DIRECTIVE: Copy out the material below word for word, starting at the line containing "Could you spot the red" and ending at the final line of the material.

+---+

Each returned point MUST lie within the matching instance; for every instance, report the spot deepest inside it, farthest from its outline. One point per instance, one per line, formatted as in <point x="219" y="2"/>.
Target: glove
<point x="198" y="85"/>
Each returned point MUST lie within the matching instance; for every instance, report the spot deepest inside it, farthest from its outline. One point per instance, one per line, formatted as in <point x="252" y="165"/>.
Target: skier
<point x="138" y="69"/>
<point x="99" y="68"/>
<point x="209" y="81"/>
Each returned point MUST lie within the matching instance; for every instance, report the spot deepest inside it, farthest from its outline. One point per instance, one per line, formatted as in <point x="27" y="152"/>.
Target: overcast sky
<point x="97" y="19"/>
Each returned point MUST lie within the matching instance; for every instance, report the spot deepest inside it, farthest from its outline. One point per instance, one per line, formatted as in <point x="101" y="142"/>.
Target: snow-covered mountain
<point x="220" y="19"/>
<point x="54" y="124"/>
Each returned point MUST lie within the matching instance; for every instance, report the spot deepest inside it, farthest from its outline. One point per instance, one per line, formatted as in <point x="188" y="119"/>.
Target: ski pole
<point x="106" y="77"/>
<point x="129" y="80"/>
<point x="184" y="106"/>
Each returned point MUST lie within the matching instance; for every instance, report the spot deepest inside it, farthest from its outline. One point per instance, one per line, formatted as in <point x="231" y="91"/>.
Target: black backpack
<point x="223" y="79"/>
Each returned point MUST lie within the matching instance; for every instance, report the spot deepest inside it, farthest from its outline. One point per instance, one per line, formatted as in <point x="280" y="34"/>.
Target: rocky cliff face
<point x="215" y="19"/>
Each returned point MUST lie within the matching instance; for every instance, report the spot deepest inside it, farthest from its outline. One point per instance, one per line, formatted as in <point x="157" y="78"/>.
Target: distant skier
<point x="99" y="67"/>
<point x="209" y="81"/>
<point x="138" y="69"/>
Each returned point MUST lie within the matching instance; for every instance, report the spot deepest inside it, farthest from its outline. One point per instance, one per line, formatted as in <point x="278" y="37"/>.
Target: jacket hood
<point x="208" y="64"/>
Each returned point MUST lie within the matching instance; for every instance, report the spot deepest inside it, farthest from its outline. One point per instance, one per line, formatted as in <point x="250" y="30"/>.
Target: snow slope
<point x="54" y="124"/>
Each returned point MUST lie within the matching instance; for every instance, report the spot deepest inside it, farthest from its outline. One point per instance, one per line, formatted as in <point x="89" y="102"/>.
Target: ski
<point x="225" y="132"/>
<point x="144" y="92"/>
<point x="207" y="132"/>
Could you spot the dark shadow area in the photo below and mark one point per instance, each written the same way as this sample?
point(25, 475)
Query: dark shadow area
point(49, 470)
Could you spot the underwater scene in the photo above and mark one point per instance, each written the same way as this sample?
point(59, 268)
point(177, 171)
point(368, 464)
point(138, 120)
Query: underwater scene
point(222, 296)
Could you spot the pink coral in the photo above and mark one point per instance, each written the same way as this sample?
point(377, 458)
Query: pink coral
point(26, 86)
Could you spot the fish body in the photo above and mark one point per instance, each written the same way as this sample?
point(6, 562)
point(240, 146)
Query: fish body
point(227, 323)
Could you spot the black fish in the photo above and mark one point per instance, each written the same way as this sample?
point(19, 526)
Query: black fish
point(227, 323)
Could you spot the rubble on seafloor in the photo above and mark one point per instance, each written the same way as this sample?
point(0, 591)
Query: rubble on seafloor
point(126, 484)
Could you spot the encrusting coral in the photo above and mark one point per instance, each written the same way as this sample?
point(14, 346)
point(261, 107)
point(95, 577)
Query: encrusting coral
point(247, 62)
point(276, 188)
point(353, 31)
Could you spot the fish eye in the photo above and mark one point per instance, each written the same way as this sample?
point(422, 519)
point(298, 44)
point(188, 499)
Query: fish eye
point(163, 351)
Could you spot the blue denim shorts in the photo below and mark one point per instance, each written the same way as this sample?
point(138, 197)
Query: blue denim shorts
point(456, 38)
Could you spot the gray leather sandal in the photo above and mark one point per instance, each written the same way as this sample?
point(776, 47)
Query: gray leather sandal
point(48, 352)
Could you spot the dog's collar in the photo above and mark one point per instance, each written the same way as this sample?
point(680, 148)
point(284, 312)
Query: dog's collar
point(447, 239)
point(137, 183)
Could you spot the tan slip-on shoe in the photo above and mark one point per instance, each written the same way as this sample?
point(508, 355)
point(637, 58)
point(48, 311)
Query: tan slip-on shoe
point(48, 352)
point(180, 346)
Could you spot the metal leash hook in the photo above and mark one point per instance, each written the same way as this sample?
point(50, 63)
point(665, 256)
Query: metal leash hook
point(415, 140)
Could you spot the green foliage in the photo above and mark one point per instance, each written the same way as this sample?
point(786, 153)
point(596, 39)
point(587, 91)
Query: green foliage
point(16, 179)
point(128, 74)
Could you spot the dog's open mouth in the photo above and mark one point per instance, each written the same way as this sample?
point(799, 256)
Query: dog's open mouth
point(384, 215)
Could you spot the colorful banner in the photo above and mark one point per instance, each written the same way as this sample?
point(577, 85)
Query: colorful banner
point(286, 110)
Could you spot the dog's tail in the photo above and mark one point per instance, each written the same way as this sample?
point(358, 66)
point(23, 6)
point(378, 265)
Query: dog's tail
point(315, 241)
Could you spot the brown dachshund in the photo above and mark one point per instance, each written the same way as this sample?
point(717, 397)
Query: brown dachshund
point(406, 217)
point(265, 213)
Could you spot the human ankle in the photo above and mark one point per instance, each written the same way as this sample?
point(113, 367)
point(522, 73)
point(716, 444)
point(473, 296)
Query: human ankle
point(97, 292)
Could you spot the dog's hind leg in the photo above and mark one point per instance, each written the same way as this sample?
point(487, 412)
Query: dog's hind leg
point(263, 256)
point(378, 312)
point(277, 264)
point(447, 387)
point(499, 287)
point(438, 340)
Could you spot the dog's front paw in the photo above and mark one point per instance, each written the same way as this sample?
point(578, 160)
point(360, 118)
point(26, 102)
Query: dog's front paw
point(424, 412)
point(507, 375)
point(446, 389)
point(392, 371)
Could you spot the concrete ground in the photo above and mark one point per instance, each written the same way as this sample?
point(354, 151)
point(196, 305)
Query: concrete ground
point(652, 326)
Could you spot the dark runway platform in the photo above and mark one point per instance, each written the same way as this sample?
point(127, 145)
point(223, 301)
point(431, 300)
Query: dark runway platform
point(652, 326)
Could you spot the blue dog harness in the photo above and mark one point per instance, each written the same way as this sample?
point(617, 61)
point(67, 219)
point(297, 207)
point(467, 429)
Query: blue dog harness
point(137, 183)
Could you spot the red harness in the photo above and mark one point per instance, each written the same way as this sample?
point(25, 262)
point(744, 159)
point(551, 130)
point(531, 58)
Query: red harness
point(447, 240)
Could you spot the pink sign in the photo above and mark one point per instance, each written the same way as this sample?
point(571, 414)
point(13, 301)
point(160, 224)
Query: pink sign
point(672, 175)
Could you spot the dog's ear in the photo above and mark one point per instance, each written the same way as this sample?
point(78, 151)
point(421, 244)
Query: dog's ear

+---+

EXERCISE RESULT:
Could you spot the red harness in the photo above and mark one point per instance, each written the same way as this sample?
point(25, 262)
point(744, 159)
point(551, 130)
point(531, 58)
Query: red harness
point(447, 240)
Could you spot the pink sign in the photo above and mark one point per instance, each written the same way as this sample?
point(571, 414)
point(13, 301)
point(160, 224)
Query: pink sign
point(672, 175)
Could you spot the dog's ear in the photo above and mark one point per instance, each written the same way as this sample?
point(78, 151)
point(421, 244)
Query: dog's ear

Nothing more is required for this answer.